Exercise:
Note the line containing "of the sandy"; from it through the last line below, give only those lines again, exactly, both ends included, skipping pictures.

Records supplied:
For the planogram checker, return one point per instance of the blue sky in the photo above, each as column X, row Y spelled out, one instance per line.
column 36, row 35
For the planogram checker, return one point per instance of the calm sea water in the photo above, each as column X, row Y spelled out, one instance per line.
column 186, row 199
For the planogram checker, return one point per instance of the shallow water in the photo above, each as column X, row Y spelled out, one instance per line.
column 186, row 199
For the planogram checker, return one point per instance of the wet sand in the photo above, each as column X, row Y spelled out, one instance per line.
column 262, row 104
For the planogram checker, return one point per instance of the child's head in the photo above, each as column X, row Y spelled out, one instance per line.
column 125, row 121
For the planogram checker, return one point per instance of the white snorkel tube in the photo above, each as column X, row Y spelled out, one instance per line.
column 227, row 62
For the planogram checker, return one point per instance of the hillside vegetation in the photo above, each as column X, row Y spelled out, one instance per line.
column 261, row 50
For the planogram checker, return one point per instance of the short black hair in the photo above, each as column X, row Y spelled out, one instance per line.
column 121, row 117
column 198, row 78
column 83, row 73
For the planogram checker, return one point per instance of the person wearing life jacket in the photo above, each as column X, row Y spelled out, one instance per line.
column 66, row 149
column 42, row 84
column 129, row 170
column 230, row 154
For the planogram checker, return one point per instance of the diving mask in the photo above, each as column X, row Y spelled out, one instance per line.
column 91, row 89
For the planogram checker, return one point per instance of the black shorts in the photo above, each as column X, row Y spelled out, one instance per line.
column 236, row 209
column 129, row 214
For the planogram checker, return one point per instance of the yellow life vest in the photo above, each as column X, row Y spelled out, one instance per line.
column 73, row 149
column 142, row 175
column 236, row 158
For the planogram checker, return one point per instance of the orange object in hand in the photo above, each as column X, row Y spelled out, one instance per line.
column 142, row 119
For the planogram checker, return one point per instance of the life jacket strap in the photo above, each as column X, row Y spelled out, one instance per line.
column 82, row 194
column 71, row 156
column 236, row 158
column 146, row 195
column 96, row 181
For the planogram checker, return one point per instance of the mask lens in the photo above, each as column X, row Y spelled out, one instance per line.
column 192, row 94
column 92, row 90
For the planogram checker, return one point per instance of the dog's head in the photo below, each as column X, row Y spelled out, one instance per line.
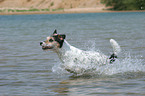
column 53, row 42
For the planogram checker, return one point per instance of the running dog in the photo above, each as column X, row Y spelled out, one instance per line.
column 75, row 56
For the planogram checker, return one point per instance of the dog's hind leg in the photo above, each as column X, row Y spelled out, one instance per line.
column 113, row 58
column 116, row 50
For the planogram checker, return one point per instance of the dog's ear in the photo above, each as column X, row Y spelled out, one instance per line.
column 63, row 36
column 55, row 32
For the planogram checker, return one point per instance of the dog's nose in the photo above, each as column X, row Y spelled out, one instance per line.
column 41, row 43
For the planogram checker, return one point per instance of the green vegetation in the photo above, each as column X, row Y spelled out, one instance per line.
column 30, row 10
column 59, row 9
column 125, row 4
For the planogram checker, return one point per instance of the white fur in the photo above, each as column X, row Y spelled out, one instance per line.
column 76, row 60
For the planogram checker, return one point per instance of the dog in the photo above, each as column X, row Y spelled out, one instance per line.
column 73, row 57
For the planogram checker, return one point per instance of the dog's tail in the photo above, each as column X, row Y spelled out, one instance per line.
column 116, row 50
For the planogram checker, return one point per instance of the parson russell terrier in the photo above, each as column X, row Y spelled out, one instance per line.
column 67, row 53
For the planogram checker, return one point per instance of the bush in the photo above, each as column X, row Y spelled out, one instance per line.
column 125, row 4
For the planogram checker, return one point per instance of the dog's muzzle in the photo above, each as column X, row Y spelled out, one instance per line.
column 46, row 46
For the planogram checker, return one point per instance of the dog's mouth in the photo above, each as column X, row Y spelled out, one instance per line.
column 47, row 47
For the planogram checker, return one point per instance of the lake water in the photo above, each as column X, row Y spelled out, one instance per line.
column 26, row 70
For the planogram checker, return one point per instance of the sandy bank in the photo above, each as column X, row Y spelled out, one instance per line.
column 66, row 11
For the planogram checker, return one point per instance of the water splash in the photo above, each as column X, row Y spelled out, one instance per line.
column 88, row 66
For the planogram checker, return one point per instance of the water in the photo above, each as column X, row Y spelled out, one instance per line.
column 26, row 70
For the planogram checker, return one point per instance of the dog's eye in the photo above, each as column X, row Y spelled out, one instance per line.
column 50, row 40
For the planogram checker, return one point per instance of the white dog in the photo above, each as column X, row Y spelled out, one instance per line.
column 75, row 60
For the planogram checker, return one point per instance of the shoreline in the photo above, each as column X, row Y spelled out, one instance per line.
column 68, row 11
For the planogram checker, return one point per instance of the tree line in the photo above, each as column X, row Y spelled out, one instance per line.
column 125, row 4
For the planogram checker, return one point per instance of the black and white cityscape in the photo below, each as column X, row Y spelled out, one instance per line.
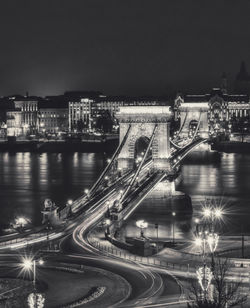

Solution to the problem:
For the planogram checker, return one point per instance of the sandy bank in the photo above, each as column X, row Y spelled out, one instance per line.
column 66, row 11
For the planogram checker, return one point per instance of the water splash in the photo above, each as column X, row Y spelled out, one instance per line.
column 88, row 66
For the planogram checker, return one point per instance of the water in the photo above, each as column X, row Y spelled out, one instance per line.
column 26, row 70
For the planogram checker, return one point per instance of the dog's eye in the photo above, each as column X, row Y spelled out, one instance per line.
column 50, row 40
For the planogram checker, return one point per instance of the white dog in the photo above, each as column X, row Y spelled out, one instance per line.
column 75, row 60
For the planogram checker, return one point per instance of the shoreline in the photo above, each as column X, row Y spelled out, one instance per line.
column 68, row 11
For the planogram checker, return one point per instance of the tree line in the photo above, each as column X, row Y spelled out, one instance per line.
column 125, row 4
For the planogram checker, return one point per instance of the black and white cityscape in the photo below, each as column X, row Y spelled out, one instance per line.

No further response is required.